◆ **WHAT TO DO**
Put the data below into a numbered list, one line per item, and omit any blank lines. Leave the pictures out of the answer.

────────────────

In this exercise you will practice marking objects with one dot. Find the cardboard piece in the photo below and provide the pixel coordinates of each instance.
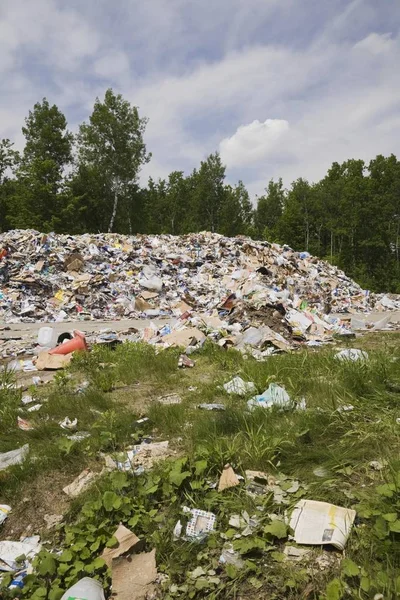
(133, 577)
(146, 295)
(228, 478)
(80, 483)
(52, 362)
(183, 337)
(127, 540)
(320, 523)
(141, 305)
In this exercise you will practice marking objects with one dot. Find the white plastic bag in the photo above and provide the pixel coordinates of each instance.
(85, 589)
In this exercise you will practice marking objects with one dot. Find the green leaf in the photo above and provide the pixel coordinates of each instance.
(278, 556)
(63, 569)
(134, 520)
(48, 565)
(95, 546)
(39, 593)
(201, 584)
(112, 542)
(231, 571)
(200, 466)
(334, 590)
(256, 583)
(365, 584)
(66, 556)
(381, 528)
(98, 563)
(395, 527)
(111, 501)
(386, 490)
(120, 481)
(177, 478)
(249, 544)
(277, 529)
(85, 554)
(56, 593)
(350, 569)
(390, 517)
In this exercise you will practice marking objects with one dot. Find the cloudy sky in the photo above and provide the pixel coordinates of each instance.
(279, 87)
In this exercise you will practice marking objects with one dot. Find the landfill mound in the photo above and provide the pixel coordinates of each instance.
(50, 277)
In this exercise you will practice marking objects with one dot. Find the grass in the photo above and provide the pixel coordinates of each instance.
(327, 449)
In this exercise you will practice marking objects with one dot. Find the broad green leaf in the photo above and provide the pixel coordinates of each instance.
(231, 571)
(112, 542)
(380, 527)
(119, 481)
(48, 565)
(201, 584)
(350, 569)
(200, 467)
(39, 593)
(365, 584)
(98, 563)
(63, 568)
(256, 583)
(276, 528)
(386, 490)
(111, 501)
(134, 520)
(95, 546)
(249, 544)
(55, 593)
(395, 527)
(66, 556)
(390, 517)
(177, 478)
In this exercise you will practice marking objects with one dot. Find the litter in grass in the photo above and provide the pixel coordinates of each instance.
(34, 408)
(126, 539)
(319, 523)
(230, 557)
(67, 423)
(199, 526)
(140, 458)
(10, 551)
(228, 479)
(81, 483)
(133, 577)
(352, 354)
(13, 457)
(4, 512)
(185, 362)
(85, 589)
(169, 399)
(240, 387)
(52, 520)
(24, 425)
(275, 395)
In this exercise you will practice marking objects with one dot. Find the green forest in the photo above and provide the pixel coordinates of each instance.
(89, 182)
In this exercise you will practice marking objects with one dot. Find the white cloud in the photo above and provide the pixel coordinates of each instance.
(252, 143)
(112, 65)
(198, 75)
(376, 43)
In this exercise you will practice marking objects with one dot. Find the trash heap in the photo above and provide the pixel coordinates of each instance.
(221, 283)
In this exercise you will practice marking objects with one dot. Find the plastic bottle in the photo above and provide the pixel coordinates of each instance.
(85, 589)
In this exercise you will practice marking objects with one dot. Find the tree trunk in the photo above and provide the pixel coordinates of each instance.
(111, 225)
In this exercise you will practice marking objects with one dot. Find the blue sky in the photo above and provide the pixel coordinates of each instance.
(279, 87)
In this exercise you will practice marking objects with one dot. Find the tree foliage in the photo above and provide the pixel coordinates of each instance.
(350, 217)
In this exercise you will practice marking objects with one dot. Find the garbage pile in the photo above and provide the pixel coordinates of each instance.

────────────────

◆ **TASK ANSWER**
1. In this exercise you will practice marking objects with one dot. Find the cardboard piece in the photo below and provide the pixel coordinates of each instance.
2. (133, 577)
3. (146, 295)
4. (228, 478)
5. (80, 483)
6. (52, 362)
7. (183, 337)
8. (127, 540)
9. (320, 523)
10. (141, 305)
11. In this exercise you will practice marking objects with one dot. Find the white plastic bag in the photo above and provide the pixel coordinates of each instance.
12. (85, 589)
13. In this exercise you will practice marking objects with one dot. Find the green leaf in the photo above and provide the pixel coordinates of each instance.
14. (278, 556)
15. (63, 569)
16. (134, 520)
17. (48, 565)
18. (95, 546)
19. (39, 593)
20. (201, 584)
21. (112, 542)
22. (231, 571)
23. (200, 466)
24. (334, 590)
25. (256, 583)
26. (365, 584)
27. (66, 556)
28. (381, 528)
29. (98, 563)
30. (395, 527)
31. (111, 501)
32. (386, 490)
33. (120, 481)
34. (177, 478)
35. (249, 544)
36. (277, 529)
37. (85, 554)
38. (56, 593)
39. (350, 569)
40. (390, 517)
41. In this exercise you will practice marking objects with one dot. Find the cloudy sky in the photo above and provide the pixel coordinates of each instance.
42. (279, 87)
43. In this exercise you will practice marking objects with one dot. Find the landfill mound in the photo above and provide the pixel coordinates of each instance.
44. (50, 277)
45. In this exercise you will practice marking objects with one dot. Find the grass in the photo above and provide the pixel coordinates of each instance.
46. (327, 449)
47. In this exercise you will practice marking objects with one dot. Find the broad green leaf in the photo above and provide the pixel coordinates of each instance.
48. (231, 571)
49. (112, 542)
50. (380, 527)
51. (119, 481)
52. (48, 565)
53. (201, 584)
54. (350, 569)
55. (200, 467)
56. (39, 593)
57. (365, 584)
58. (98, 563)
59. (63, 568)
60. (256, 583)
61. (276, 528)
62. (386, 490)
63. (111, 501)
64. (134, 520)
65. (95, 546)
66. (249, 544)
67. (55, 593)
68. (395, 527)
69. (66, 556)
70. (390, 517)
71. (177, 478)
72. In this exercise you will practice marking objects with one dot. Find the litter in grass in the photo above and provide the pixel coordinates of each instance.
73. (34, 408)
74. (126, 539)
75. (319, 523)
76. (230, 557)
77. (67, 423)
78. (199, 526)
79. (140, 458)
80. (10, 551)
81. (228, 479)
82. (81, 483)
83. (133, 577)
84. (352, 354)
85. (13, 457)
86. (4, 512)
87. (185, 362)
88. (85, 589)
89. (169, 399)
90. (240, 387)
91. (52, 520)
92. (24, 425)
93. (275, 395)
94. In this exercise you will practice marking objects with one dot. Find the green forest in the photo above and provide the pixel coordinates of each instance.
95. (89, 182)
96. In this exercise you will practice marking objects with one dot. Find the white cloud in the photo above and provide the pixel coordinates of each instance.
97. (252, 143)
98. (112, 65)
99. (198, 75)
100. (376, 43)
101. In this exercise you will practice marking objects with one dot. Find the trash heap in the photo above and provide the pixel coordinates of each instance.
102. (221, 283)
103. In this exercise you will practice marking objects with one dot. Find the plastic bottle in the photo above and provide the pixel coordinates of each instance.
104. (85, 589)
105. In this exercise you will practice marking objects with one dot. Find the tree trunk in the photo above and provide the pixel coordinates of each instance.
106. (111, 225)
107. In this exercise you will practice marking objects with one dot. Find the blue sky in the photo above and provide the pixel coordinates of each instance.
108. (279, 87)
109. In this exercise you will practice marking objects with one dot. Find the tree foliage in the photo above and provide the pixel coordinates of each instance.
110. (350, 217)
111. In this exercise you will practice marking objects with one dot. Find the garbage pile in the photo above and provide the pixel coordinates of each instance.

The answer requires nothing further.